→ Instruction: Reproduce exactly the line in which "of the grassy" occurs and all the lines after it, ending with the last line.

→ Stored data:
►
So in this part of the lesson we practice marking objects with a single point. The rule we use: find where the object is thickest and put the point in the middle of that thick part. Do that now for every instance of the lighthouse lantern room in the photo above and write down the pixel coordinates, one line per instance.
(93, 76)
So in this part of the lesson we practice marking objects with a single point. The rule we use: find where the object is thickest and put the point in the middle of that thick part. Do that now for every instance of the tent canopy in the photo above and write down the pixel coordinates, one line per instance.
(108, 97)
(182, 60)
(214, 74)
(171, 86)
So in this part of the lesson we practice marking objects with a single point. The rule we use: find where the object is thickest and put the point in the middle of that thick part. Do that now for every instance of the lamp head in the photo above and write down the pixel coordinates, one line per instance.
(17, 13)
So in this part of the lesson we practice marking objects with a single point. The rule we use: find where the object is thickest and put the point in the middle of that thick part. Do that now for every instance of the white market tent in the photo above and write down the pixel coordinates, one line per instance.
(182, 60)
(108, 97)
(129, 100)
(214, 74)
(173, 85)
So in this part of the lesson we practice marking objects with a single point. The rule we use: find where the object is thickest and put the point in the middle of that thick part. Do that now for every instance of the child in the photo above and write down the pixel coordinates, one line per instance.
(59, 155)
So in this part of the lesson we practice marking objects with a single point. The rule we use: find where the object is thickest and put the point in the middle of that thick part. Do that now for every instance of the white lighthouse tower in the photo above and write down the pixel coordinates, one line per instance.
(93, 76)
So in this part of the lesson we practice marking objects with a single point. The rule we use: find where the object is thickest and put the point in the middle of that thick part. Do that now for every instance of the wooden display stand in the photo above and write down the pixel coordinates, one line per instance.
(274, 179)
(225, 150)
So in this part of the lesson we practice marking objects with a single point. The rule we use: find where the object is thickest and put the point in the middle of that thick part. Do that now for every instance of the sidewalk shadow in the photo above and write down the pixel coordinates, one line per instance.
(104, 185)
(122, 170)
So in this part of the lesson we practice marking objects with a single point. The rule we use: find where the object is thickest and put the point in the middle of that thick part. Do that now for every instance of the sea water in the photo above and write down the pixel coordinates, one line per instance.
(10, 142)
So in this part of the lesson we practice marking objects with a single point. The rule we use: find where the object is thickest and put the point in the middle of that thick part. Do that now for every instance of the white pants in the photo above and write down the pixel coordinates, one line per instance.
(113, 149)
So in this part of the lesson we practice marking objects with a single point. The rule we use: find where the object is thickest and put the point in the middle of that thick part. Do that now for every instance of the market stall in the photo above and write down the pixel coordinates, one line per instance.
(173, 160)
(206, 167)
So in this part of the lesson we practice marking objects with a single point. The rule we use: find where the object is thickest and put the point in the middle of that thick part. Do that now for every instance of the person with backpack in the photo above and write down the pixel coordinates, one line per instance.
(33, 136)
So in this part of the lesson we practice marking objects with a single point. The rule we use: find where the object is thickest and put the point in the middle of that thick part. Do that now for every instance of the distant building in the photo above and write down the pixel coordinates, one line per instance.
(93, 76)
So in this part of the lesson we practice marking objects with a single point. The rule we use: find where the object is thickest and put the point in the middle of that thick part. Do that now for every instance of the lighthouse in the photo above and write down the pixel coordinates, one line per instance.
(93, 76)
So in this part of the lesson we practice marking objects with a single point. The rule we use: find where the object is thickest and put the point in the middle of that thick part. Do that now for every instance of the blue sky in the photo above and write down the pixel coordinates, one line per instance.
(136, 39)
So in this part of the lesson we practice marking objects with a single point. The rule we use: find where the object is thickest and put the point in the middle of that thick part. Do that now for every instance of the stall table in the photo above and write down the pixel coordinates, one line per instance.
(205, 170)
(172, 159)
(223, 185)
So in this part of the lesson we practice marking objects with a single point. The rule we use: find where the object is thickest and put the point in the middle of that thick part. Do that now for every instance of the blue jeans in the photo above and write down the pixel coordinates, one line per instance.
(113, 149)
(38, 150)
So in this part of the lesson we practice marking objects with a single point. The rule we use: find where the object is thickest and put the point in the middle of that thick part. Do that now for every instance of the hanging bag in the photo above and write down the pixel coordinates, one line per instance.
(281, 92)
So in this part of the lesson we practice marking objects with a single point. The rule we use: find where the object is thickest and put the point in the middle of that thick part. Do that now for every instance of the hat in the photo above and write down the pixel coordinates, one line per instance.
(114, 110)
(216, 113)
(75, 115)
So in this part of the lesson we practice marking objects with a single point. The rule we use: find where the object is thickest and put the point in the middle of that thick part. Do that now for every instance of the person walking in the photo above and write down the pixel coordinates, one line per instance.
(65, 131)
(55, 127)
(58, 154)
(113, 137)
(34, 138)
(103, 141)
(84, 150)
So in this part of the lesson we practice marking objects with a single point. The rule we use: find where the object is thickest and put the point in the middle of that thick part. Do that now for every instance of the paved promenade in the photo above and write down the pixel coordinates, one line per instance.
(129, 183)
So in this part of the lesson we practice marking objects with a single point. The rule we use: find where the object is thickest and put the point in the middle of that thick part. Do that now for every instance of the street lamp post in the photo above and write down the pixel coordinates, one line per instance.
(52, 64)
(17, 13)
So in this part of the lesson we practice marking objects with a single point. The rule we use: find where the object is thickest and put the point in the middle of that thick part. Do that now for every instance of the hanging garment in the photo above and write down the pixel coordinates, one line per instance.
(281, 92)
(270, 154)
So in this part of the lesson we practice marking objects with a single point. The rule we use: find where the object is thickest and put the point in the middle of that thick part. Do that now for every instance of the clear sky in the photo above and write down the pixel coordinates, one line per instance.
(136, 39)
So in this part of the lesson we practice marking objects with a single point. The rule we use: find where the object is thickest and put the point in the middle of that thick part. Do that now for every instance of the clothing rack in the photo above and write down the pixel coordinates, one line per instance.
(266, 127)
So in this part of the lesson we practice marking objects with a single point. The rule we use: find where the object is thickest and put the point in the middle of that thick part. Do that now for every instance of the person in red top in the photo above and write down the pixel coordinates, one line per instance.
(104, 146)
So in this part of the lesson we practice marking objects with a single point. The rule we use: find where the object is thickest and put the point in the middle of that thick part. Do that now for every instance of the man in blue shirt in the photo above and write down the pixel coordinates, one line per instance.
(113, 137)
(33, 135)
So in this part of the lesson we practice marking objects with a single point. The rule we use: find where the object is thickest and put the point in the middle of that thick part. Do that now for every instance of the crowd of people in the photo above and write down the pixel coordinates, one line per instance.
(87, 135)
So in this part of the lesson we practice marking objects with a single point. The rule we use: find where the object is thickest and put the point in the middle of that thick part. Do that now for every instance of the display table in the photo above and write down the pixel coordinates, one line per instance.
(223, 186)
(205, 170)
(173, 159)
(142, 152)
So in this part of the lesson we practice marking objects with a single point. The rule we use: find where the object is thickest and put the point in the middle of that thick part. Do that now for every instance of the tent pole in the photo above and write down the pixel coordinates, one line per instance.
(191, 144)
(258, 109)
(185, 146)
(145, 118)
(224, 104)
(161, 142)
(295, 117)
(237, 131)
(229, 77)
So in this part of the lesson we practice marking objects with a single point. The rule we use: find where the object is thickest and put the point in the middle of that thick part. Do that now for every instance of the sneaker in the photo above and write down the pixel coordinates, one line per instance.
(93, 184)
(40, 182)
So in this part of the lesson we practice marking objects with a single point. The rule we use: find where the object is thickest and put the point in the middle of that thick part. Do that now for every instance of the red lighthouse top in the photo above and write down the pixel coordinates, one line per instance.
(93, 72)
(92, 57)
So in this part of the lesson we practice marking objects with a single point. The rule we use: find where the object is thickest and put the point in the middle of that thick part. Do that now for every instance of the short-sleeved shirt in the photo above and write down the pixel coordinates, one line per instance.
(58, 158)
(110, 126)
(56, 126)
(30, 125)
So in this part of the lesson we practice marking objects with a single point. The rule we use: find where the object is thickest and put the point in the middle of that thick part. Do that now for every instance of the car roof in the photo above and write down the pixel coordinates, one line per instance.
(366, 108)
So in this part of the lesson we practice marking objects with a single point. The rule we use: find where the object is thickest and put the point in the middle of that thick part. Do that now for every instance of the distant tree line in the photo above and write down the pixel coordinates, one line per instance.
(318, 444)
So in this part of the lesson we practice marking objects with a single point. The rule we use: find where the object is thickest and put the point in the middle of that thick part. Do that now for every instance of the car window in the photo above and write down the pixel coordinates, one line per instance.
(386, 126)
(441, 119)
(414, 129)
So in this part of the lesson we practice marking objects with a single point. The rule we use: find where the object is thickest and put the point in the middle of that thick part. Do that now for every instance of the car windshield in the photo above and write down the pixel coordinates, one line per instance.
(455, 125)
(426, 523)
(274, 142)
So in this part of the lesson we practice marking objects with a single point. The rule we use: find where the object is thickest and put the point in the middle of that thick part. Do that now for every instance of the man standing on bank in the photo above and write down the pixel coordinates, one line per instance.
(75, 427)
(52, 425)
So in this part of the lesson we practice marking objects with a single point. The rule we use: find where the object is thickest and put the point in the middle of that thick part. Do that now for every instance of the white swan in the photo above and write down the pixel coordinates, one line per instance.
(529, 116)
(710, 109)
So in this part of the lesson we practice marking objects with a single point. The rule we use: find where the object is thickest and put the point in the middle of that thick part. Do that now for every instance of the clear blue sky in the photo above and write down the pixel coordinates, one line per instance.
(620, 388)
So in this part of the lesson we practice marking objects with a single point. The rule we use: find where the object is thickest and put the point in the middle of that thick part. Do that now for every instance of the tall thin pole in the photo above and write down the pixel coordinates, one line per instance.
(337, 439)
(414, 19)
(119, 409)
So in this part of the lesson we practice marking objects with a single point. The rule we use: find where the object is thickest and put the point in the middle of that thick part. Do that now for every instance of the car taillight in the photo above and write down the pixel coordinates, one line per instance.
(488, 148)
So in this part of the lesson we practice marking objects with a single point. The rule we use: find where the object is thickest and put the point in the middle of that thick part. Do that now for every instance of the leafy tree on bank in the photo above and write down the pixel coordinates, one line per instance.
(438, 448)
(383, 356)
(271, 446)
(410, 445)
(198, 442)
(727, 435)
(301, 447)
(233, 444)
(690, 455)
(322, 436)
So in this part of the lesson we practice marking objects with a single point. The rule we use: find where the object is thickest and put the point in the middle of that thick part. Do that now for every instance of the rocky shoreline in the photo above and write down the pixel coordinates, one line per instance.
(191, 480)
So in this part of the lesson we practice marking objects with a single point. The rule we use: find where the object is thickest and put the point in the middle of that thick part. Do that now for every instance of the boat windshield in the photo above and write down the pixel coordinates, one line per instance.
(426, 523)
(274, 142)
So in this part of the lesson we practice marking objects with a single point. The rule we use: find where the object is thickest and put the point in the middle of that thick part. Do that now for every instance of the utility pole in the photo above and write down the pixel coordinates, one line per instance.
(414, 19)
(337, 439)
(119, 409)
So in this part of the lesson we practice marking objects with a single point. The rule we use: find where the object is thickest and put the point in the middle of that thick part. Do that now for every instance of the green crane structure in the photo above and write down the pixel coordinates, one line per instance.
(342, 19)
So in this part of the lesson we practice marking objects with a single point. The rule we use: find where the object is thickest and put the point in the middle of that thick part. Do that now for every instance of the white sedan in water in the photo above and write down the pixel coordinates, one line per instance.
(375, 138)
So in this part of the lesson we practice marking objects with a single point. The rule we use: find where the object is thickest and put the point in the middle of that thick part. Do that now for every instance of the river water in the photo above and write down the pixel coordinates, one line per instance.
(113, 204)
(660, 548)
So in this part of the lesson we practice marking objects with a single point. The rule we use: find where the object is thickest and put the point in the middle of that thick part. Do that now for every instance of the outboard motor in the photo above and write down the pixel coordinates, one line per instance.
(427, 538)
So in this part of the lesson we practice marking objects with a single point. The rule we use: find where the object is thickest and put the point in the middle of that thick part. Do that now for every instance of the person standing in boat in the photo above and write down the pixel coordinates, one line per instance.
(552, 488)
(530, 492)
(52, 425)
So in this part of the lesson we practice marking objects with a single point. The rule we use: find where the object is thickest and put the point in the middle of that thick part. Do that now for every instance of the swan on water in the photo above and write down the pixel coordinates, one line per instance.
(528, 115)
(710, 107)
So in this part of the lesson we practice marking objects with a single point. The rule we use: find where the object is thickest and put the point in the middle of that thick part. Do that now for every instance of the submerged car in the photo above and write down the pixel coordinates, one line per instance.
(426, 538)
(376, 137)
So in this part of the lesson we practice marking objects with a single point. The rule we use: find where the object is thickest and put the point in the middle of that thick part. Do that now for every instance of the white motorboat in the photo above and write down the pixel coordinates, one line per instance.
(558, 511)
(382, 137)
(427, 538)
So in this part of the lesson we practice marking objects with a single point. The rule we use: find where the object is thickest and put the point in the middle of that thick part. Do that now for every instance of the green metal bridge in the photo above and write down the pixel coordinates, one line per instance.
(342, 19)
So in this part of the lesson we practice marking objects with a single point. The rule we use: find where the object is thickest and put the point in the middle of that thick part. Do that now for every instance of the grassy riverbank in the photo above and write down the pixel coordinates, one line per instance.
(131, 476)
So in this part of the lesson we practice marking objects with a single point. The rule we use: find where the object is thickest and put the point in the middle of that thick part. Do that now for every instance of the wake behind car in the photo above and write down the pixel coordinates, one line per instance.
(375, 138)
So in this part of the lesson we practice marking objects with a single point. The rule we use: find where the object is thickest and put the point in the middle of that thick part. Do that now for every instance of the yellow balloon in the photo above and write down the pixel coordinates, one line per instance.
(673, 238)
◄
→ Expected answer:
So in this part of the lesson we practice marking objects with a single point. The rule we use: find where the object is thickest and put the point in the middle of that thick part. Do that now for every instance of the grassy riverbank in the photo above and write down the pixel coordinates, one line per instance.
(131, 476)
So in this part of the lesson we practice marking objects with a single point. The rule we use: find where the object is thickest and put the point in the middle of that thick part. Do that now for every instance of the wake behind car in the photo above and write down the pixel coordinates, one line per instance.
(375, 138)
So in this part of the lesson we practice marking objects with a single point. The rule we use: find where the object is thickest and put the point in the middle of that thick part. Do that now for every instance of the yellow balloon in the photo above and write down the pixel coordinates, one line per instance.
(673, 238)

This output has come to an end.